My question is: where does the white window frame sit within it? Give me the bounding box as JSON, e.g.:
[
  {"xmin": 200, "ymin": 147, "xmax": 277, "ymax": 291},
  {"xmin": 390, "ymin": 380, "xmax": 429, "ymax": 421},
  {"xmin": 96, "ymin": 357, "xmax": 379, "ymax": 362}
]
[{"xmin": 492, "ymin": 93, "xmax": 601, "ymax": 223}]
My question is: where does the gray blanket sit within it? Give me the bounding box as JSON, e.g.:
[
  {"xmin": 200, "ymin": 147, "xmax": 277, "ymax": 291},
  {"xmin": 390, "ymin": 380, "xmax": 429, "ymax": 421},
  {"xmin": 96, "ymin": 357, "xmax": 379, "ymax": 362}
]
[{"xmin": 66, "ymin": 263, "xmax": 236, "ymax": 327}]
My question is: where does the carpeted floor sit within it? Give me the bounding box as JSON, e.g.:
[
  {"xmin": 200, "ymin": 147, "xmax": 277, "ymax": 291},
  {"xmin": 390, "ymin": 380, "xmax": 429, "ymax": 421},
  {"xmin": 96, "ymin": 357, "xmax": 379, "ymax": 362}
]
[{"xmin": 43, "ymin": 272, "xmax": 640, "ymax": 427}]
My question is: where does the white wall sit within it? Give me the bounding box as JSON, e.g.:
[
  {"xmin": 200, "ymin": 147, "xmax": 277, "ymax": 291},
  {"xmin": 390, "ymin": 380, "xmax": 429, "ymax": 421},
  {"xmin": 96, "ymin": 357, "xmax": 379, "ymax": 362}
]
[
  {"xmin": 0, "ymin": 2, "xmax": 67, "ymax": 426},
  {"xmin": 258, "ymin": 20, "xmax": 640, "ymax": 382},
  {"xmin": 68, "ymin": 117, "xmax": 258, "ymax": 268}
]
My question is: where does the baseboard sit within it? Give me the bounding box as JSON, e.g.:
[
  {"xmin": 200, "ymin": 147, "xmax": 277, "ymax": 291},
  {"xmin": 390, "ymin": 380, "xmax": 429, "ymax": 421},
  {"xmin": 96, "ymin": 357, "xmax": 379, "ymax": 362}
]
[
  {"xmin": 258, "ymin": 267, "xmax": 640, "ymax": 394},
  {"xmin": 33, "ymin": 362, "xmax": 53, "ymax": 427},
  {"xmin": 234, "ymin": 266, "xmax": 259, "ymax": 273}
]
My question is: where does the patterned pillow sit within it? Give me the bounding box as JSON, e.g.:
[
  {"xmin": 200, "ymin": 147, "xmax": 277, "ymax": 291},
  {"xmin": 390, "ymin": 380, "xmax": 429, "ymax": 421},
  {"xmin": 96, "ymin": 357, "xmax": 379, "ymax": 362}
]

» SHORT EXERCISE
Reproduce without alteration the part of the records that opens with the line containing "My question is: where does the patterned" and closes at the end of the records, both ends included.

» OUTPUT FOR THIS EXERCISE
My question is: where does the patterned pillow sit within it? Give me the bounding box as JSON, e.g.:
[
  {"xmin": 200, "ymin": 147, "xmax": 277, "ymax": 291},
  {"xmin": 390, "ymin": 380, "xmax": 429, "ymax": 421},
  {"xmin": 96, "ymin": 357, "xmax": 379, "ymax": 362}
]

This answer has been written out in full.